Both the line below containing "Target: balcony" and the line containing "[indicate] one point per instance, sample <point>5,176</point>.", along with every line between them, should be repeated exactly; no other line belongs in the answer.

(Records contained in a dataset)
::::::::::
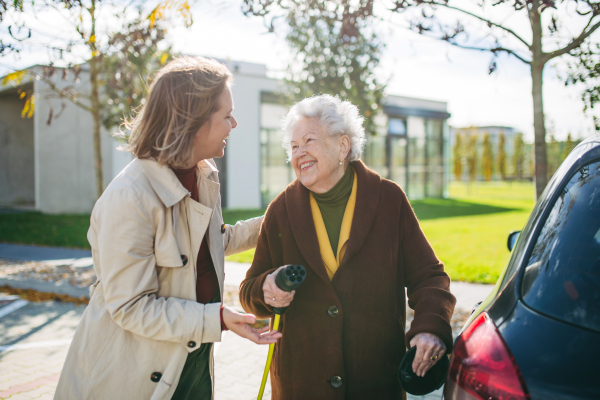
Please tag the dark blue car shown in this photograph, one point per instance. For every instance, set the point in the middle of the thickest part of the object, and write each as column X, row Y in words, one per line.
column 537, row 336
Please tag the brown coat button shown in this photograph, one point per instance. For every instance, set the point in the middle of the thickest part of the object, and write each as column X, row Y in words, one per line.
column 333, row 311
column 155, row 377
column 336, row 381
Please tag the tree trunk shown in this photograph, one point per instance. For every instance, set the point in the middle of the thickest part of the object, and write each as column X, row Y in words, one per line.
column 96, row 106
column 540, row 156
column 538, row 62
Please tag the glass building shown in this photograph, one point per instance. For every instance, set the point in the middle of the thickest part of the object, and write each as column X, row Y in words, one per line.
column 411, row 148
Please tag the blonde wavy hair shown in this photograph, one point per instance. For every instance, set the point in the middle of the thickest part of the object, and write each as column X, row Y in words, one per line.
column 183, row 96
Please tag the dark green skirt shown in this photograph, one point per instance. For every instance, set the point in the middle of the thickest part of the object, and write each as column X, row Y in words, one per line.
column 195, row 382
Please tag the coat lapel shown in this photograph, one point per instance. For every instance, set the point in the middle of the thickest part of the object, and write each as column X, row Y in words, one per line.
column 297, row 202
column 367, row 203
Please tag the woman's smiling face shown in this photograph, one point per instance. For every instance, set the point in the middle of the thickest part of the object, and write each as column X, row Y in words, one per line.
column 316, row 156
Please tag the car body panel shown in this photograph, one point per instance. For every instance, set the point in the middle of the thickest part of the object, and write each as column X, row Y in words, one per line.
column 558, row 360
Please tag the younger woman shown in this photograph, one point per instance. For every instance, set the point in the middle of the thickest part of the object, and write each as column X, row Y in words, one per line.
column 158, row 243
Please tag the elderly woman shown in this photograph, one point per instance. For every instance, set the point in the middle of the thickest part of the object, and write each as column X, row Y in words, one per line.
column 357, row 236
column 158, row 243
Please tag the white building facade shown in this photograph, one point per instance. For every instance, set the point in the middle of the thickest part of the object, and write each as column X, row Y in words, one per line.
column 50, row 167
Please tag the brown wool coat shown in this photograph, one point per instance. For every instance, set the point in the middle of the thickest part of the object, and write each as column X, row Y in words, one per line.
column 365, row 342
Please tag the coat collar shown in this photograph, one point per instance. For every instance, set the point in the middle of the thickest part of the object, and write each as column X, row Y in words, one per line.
::::::::::
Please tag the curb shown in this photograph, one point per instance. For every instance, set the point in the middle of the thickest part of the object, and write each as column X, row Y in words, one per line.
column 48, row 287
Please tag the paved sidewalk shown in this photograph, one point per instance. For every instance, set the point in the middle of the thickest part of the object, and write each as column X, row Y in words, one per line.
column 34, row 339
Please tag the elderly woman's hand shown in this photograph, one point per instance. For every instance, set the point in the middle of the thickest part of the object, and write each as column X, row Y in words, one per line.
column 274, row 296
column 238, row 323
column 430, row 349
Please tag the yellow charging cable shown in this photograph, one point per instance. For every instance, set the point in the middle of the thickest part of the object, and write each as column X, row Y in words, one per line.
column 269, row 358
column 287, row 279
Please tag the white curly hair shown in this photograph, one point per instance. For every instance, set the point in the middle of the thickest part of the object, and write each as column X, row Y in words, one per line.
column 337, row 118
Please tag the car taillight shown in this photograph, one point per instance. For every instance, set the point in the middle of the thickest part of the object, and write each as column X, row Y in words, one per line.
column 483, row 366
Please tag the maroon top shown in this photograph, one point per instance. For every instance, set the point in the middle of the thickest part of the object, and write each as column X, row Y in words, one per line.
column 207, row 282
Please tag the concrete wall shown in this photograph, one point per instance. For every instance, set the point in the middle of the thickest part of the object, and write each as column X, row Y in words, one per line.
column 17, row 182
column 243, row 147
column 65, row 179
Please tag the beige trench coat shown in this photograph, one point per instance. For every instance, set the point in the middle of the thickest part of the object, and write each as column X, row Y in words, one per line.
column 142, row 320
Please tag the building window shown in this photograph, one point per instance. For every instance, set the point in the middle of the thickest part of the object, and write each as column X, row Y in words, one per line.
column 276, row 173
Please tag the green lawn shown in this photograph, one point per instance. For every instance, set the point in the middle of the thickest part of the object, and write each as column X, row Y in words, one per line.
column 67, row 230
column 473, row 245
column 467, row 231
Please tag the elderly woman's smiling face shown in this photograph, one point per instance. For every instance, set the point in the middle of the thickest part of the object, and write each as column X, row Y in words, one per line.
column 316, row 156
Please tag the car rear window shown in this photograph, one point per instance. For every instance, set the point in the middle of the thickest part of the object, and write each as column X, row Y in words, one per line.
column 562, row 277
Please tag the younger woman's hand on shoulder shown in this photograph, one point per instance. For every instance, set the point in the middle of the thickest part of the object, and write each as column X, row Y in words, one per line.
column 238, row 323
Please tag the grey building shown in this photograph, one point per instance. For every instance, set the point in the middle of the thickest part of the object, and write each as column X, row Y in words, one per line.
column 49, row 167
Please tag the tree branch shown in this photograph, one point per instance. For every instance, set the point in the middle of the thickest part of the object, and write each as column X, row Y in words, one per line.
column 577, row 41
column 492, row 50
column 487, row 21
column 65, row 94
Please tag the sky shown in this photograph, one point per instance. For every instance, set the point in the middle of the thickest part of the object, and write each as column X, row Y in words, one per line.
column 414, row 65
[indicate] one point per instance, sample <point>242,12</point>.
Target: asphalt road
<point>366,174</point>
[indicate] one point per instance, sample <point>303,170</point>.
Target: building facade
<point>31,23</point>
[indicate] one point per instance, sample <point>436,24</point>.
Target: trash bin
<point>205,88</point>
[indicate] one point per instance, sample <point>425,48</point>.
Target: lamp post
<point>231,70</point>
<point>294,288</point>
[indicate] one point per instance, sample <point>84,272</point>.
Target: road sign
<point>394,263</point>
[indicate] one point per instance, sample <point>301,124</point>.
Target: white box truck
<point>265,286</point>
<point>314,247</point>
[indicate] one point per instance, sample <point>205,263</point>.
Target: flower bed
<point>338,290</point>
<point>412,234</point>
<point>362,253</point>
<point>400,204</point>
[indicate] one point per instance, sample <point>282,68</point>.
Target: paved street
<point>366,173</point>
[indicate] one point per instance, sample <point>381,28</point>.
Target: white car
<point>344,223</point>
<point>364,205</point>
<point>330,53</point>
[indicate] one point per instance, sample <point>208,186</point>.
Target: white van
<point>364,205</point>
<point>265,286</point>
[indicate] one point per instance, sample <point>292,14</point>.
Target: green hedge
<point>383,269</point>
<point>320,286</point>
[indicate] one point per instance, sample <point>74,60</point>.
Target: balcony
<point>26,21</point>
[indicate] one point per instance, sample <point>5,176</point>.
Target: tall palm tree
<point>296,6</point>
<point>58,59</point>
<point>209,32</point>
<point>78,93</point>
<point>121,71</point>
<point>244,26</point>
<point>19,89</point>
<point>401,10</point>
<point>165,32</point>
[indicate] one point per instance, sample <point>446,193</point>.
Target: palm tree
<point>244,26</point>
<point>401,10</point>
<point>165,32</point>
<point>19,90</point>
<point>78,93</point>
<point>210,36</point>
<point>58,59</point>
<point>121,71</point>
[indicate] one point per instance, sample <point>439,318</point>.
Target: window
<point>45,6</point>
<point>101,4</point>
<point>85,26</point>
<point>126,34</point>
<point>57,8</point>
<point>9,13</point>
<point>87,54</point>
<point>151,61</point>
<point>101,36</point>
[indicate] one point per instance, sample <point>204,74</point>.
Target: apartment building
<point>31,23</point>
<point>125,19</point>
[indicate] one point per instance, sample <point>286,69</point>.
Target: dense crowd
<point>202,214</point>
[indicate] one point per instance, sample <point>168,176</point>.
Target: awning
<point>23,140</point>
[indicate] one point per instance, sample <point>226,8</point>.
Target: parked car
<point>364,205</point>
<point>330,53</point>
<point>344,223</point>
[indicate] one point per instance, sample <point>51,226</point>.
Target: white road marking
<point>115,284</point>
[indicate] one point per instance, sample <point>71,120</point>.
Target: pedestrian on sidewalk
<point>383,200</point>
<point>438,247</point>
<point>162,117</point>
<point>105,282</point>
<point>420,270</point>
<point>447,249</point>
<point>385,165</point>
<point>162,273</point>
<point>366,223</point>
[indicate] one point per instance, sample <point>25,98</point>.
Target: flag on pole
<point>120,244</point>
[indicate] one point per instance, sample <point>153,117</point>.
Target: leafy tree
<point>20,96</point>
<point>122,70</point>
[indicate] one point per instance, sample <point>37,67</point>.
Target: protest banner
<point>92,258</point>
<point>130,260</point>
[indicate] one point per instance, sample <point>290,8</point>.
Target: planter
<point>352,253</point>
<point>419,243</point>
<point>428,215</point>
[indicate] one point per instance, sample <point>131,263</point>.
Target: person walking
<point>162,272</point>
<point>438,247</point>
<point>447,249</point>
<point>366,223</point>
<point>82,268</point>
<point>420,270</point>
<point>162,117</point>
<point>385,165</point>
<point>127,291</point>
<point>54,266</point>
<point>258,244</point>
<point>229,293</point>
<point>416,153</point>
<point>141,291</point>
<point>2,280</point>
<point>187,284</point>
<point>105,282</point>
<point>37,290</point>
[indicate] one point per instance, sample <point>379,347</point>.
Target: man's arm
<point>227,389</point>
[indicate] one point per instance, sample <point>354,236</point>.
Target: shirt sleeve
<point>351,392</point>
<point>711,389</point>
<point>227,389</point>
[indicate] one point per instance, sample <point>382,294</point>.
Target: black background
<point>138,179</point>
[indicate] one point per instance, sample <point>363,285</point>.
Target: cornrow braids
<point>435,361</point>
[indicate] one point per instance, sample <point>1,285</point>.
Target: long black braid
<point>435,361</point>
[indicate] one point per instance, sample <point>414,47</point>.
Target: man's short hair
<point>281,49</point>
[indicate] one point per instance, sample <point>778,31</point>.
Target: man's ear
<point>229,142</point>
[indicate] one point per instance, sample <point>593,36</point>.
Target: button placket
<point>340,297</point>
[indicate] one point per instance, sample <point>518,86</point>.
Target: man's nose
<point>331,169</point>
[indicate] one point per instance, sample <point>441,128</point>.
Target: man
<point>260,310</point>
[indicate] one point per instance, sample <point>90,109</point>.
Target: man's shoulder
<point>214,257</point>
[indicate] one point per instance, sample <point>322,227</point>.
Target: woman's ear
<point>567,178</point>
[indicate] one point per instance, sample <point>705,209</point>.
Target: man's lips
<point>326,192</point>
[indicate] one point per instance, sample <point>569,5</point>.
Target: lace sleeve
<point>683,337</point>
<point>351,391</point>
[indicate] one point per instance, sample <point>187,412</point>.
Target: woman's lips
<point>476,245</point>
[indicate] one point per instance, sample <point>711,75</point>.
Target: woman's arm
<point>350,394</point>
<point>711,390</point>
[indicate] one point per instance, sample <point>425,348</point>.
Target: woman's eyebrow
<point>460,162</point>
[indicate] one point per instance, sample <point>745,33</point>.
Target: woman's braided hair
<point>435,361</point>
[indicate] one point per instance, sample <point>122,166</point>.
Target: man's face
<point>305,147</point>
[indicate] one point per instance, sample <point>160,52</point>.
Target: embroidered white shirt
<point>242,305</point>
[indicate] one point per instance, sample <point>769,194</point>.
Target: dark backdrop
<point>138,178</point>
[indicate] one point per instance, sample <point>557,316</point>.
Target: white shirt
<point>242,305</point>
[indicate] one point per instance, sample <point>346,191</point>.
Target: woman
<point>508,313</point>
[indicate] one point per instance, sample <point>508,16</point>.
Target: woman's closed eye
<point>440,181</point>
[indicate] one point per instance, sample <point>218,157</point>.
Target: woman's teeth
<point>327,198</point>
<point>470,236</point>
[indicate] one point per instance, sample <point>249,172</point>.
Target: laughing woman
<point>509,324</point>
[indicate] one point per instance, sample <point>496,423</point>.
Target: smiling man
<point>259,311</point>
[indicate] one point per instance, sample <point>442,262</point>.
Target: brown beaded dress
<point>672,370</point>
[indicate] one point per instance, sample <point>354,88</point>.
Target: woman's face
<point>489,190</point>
::::::::::
--- Reply to the exercise ---
Target: balcony
<point>26,21</point>
[indicate] one point per instance, sample <point>5,176</point>.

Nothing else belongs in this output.